Return every entry below without altering a word.

= Beginning of Section =

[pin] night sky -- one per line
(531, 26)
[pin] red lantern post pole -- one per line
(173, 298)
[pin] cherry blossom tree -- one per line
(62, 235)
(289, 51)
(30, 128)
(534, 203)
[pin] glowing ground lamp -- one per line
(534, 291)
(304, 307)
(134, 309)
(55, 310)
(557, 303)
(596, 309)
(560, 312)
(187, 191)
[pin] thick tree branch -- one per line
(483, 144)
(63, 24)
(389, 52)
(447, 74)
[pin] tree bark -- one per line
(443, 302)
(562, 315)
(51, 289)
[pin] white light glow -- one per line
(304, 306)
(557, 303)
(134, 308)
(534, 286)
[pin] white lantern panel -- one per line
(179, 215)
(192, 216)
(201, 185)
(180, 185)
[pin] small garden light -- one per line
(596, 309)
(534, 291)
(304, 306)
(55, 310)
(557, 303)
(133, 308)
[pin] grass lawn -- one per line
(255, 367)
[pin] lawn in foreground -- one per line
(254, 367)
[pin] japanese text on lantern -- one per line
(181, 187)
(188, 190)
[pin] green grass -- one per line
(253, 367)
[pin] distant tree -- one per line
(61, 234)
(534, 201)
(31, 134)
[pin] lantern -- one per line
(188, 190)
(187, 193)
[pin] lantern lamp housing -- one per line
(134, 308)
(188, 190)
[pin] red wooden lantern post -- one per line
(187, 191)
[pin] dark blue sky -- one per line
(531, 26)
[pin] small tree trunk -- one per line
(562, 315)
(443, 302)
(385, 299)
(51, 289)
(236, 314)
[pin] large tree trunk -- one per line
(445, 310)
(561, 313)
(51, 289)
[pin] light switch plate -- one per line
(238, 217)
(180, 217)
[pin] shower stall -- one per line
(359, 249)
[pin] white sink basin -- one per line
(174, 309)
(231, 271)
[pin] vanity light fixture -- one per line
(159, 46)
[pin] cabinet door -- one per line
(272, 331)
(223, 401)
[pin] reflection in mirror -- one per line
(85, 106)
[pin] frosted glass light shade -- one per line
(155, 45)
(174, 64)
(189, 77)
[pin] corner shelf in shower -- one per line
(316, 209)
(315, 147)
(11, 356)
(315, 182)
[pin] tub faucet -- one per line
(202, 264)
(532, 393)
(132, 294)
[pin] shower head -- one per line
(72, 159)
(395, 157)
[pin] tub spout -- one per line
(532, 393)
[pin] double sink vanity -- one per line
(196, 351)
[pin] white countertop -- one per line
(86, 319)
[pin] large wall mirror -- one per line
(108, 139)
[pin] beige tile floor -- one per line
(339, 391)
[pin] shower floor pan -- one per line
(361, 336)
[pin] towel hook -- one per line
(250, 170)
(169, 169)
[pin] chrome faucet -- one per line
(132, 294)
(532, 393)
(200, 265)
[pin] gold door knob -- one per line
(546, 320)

= End of Section =

▸ **Written response**:
[pin] night sky -- one per line
(531, 26)
[pin] red lantern post pole -- one per line
(173, 298)
[pin] cherry blossom tree -- one per line
(62, 235)
(289, 51)
(30, 128)
(534, 203)
[pin] glowing ground lamp -- one per line
(534, 291)
(304, 307)
(134, 309)
(55, 310)
(557, 303)
(596, 309)
(560, 312)
(187, 191)
[pin] thick tree branch -- one per line
(483, 144)
(63, 24)
(389, 52)
(447, 74)
[pin] tree bark -- one per line
(443, 302)
(562, 315)
(51, 289)
[pin] white light glow -- one per line
(304, 306)
(557, 303)
(134, 308)
(534, 286)
[pin] white lantern panel -- one per line
(179, 215)
(192, 216)
(201, 185)
(180, 185)
[pin] small garden light -- one per line
(596, 309)
(534, 291)
(304, 306)
(55, 310)
(557, 303)
(133, 308)
[pin] grass lawn -- one per line
(255, 367)
[pin] lawn in foreground -- one per line
(254, 367)
[pin] japanese text on lantern -- one per line
(181, 187)
(188, 190)
[pin] green grass -- one per line
(253, 367)
[pin] distant tree -- one per line
(61, 234)
(534, 201)
(31, 134)
[pin] lantern -- one per line
(188, 190)
(187, 193)
[pin] lantern lamp housing -- one per line
(134, 308)
(188, 190)
[pin] red wooden lantern post -- one per line
(187, 191)
[pin] dark blue sky -- one per line
(531, 26)
[pin] small tree trunk -- one per line
(562, 315)
(443, 302)
(385, 299)
(51, 289)
(236, 314)
[pin] large tree trunk -- one per line
(445, 310)
(561, 313)
(51, 289)
[pin] light switch plate -- one per line
(238, 217)
(180, 217)
[pin] shower stall -- one per line
(359, 249)
[pin] white sink basin -- one per line
(174, 309)
(231, 271)
[pin] vanity light fixture -- one per line
(159, 46)
[pin] cabinet door -- one per line
(272, 331)
(223, 401)
[pin] reflection in mirror -- one per line
(85, 106)
[pin] frosted glass light shade -- one per line
(155, 45)
(174, 64)
(189, 77)
[pin] corner shelf in shower -- one per line
(316, 209)
(315, 147)
(11, 356)
(315, 182)
[pin] tub faucet -- one per line
(202, 264)
(532, 393)
(132, 294)
[pin] shower head -- one per line
(72, 159)
(395, 157)
[pin] tub spout -- one per line
(532, 393)
[pin] double sink vanity -- one per line
(196, 351)
[pin] white countertop -- one per line
(86, 319)
[pin] large wall mirror -- one per line
(108, 139)
[pin] beige tile floor -- one per line
(339, 391)
[pin] shower floor pan -- one per line
(361, 336)
[pin] towel hook -- one per line
(250, 170)
(169, 169)
[pin] chrome faucet -- one per line
(132, 294)
(532, 393)
(200, 265)
[pin] gold door knob -- one per line
(546, 320)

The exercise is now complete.